## [Énoncé]
Recopiez l'extrait sur l'arrêt de la cour de Bordeaux en commençant par « Cet arrêt récent » et en poursuivant jusqu'à « de telles autorisations. ». Substituez « photovoltaïque » à « solaire ».
### Extrait cité
Par
David DEHARBE (Green Law Avocat)
Cet arrêt récent de la Cour administrative de Bordeaux (CAA Bordeaux, 1ère chambre, 29 juin 2017, n° 15BX02459) relatif à une centrale solaire au sol est très inquiétant pour ceux qui ont fondé un réel espoir dans la capacité du juge administratif à objectiver l’atteinte au paysage, via l’appréciation de l’article R.111-27 du code de l’urbanisme (le fameux ancien article R.111-21 du R.N.U.) et s’agissant d’apprécier la légalité des permis EnR (et désormais les autorisations environnementales uniques) ou les refus de telles autorisations.
######
### Données enregistrées
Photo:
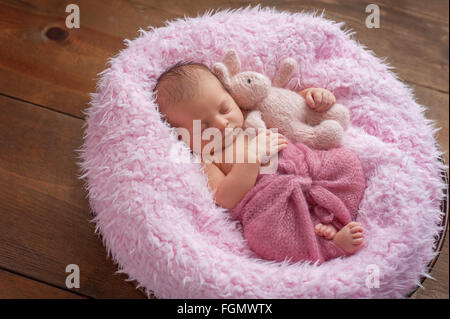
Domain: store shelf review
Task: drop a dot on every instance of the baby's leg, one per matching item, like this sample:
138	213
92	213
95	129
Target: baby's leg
349	238
337	112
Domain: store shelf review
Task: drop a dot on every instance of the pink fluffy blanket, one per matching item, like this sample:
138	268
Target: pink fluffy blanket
279	213
159	222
######
## [Corrigé]
Cet arrêt récent de la Cour administrative de Bordeaux (CAA Bordeaux, 1ère chambre, 29 juin 2017, n° 15BX02459) relatif à une centrale photovoltaïque au sol est très inquiétant pour ceux qui ont fondé un réel espoir dans la capacité du juge administratif à objectiver l’atteinte au paysage, via l’appréciation de l’article R.111-27 du code de l’urbanisme (le fameux ancien article R.111-21 du R.N.U.) et s’agissant d’apprécier la légalité des permis EnR (et désormais les autorisations environnementales uniques) ou les refus de telles autorisations.